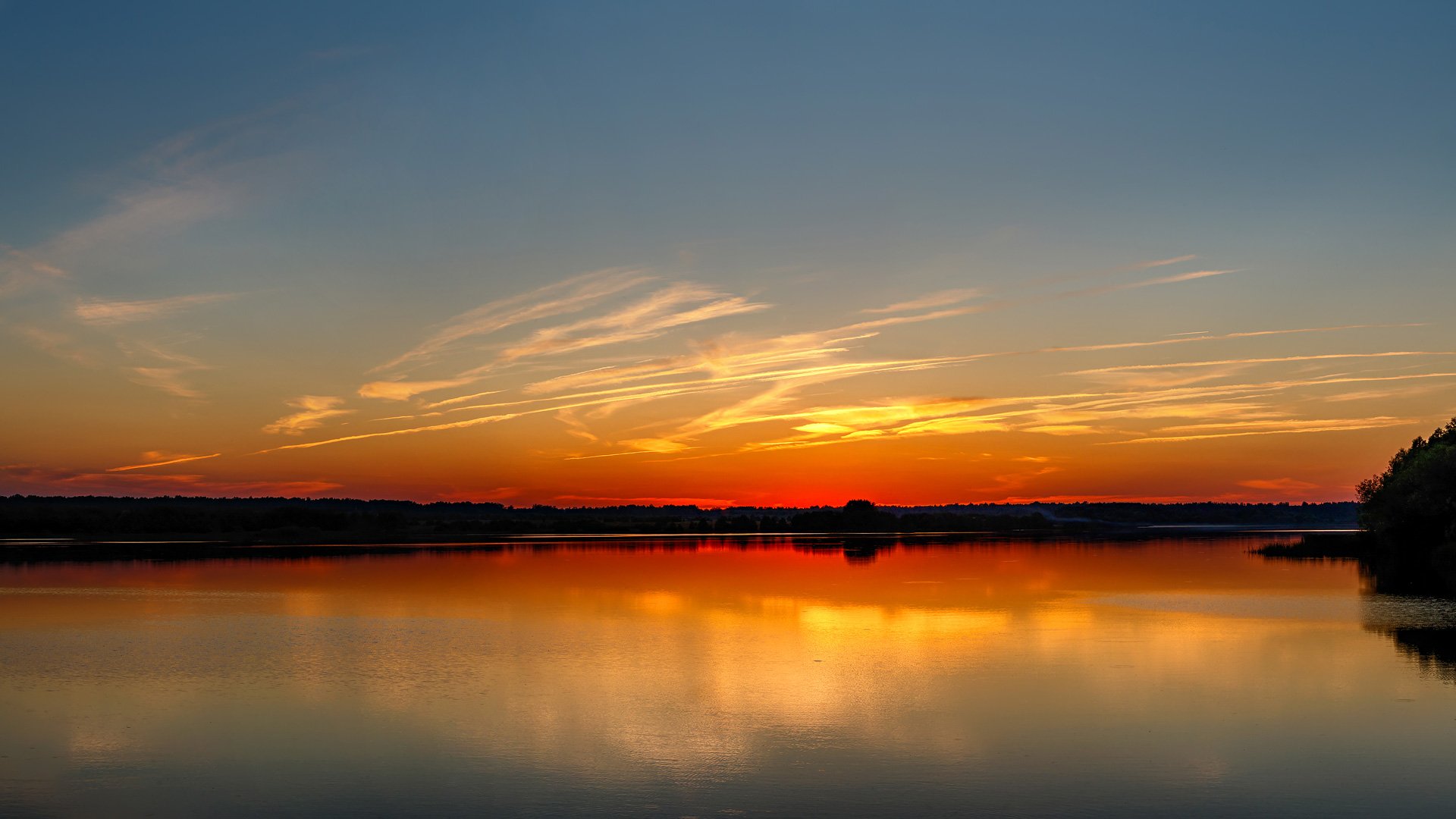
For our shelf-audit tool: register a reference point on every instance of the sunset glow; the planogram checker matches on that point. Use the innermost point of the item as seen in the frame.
(584, 257)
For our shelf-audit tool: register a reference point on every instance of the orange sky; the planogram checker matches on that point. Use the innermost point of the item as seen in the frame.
(634, 267)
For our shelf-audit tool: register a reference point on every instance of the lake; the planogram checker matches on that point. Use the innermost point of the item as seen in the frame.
(747, 676)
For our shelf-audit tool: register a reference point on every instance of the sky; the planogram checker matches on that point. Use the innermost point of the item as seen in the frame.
(755, 254)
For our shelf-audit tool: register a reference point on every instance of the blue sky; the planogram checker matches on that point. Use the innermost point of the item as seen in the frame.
(348, 177)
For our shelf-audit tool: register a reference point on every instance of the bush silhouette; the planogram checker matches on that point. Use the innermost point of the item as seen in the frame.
(1413, 503)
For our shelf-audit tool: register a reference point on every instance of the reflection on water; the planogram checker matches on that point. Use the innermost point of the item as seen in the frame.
(723, 678)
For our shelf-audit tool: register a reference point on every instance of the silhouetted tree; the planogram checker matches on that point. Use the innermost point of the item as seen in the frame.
(1413, 503)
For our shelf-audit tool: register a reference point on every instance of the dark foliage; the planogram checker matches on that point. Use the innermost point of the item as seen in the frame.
(1413, 503)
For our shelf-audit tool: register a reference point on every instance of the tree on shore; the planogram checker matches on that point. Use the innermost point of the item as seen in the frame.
(1413, 503)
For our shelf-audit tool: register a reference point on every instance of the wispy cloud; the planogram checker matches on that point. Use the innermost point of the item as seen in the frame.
(102, 311)
(937, 299)
(672, 306)
(1279, 484)
(162, 460)
(570, 297)
(131, 483)
(1279, 428)
(1164, 262)
(312, 413)
(1270, 360)
(405, 390)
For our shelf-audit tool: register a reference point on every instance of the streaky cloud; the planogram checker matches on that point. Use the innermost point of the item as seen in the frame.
(570, 297)
(937, 299)
(102, 311)
(168, 463)
(312, 413)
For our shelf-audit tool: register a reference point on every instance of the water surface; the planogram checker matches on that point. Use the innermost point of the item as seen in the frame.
(721, 678)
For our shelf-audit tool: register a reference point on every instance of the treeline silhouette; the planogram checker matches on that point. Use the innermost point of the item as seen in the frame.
(1410, 516)
(277, 519)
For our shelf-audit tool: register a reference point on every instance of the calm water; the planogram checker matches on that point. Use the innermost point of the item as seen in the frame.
(710, 679)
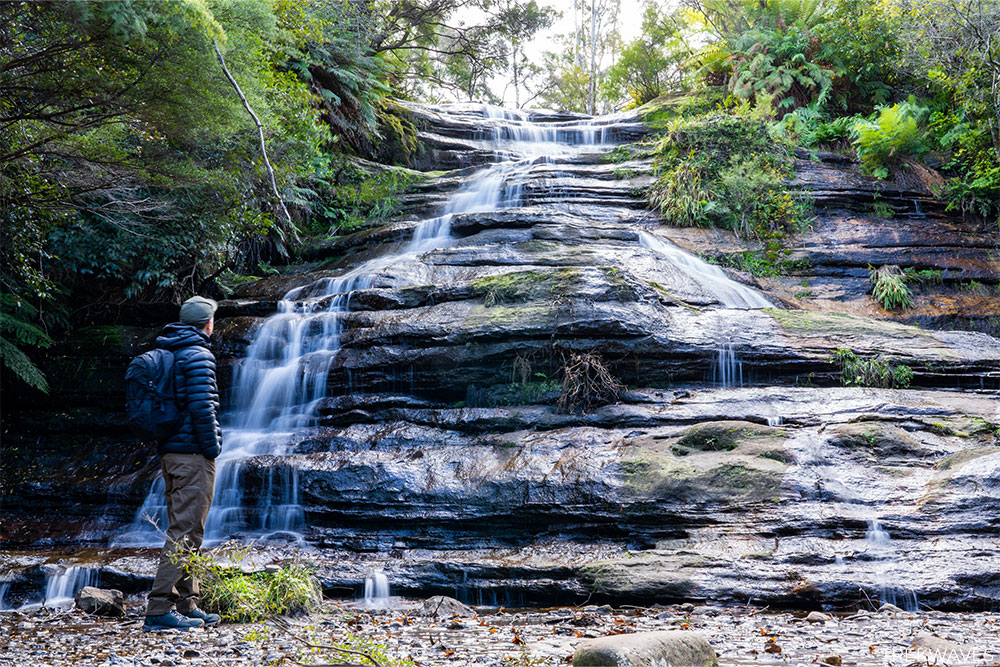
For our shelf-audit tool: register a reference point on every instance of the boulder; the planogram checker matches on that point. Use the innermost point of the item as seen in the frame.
(647, 649)
(442, 605)
(101, 602)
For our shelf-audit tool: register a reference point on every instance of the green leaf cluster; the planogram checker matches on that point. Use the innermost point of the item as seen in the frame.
(872, 371)
(725, 170)
(889, 287)
(895, 136)
(247, 597)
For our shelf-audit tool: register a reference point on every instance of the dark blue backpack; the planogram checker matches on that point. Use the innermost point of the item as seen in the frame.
(150, 398)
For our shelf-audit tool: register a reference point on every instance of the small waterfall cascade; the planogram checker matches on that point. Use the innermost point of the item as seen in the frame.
(880, 545)
(283, 378)
(727, 369)
(61, 587)
(376, 591)
(714, 280)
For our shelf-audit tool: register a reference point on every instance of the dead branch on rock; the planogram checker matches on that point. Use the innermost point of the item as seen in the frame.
(284, 626)
(587, 383)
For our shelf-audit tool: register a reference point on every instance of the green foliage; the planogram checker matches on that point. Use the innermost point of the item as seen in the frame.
(924, 276)
(766, 263)
(348, 194)
(809, 127)
(725, 170)
(647, 67)
(889, 287)
(18, 331)
(370, 647)
(248, 597)
(871, 372)
(896, 135)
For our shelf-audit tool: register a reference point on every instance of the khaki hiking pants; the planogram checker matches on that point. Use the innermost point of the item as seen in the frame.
(190, 485)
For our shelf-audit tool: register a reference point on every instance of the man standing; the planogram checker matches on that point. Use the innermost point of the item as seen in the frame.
(188, 464)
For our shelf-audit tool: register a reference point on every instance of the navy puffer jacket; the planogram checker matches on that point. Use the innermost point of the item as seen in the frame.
(197, 392)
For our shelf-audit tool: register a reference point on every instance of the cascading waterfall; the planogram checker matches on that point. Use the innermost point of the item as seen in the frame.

EXERCISE AIM —
Reproduce the records above exactly, starting with the line that contains "of the dead" and ending with the last line.

OUTPUT OF THE EXERCISE —
For our shelf-audit tool: register a reference point on every instance of the dead branch on rock; the planogram checker matches on that point. Use the innermost point of the item as seen in the frame.
(284, 626)
(587, 383)
For our shelf-audit tool: register a reference point on every instance of the green foliage; the planogram checker matches on that point. Use the innermost point of the item as seen in the frame.
(924, 276)
(766, 263)
(348, 194)
(809, 127)
(725, 170)
(647, 67)
(889, 287)
(18, 331)
(370, 647)
(248, 597)
(871, 372)
(896, 135)
For our shelf-audit tool: register a reference point on every instance of the khaki hiking pants; the planogram checker matches on that point. Use the innermost point of the item as seen in the frame.
(190, 485)
For our shelf-audit tool: register a reference point on every instance of the man standing; the planogram checker matches on that point. Use the innermost point of the item as seen in the frame.
(188, 464)
For our shelf-audit tool: register a reference point on every instance of the navy puffer jacket; the planogram checker matches on that point. Use the innermost point of the item as seen in the frame.
(197, 392)
For our shelf-audit tool: register a reference point on every instance of the cascading waterfall; the planogram checker matches on that point. Use the innermost point of the item as seen in the frame.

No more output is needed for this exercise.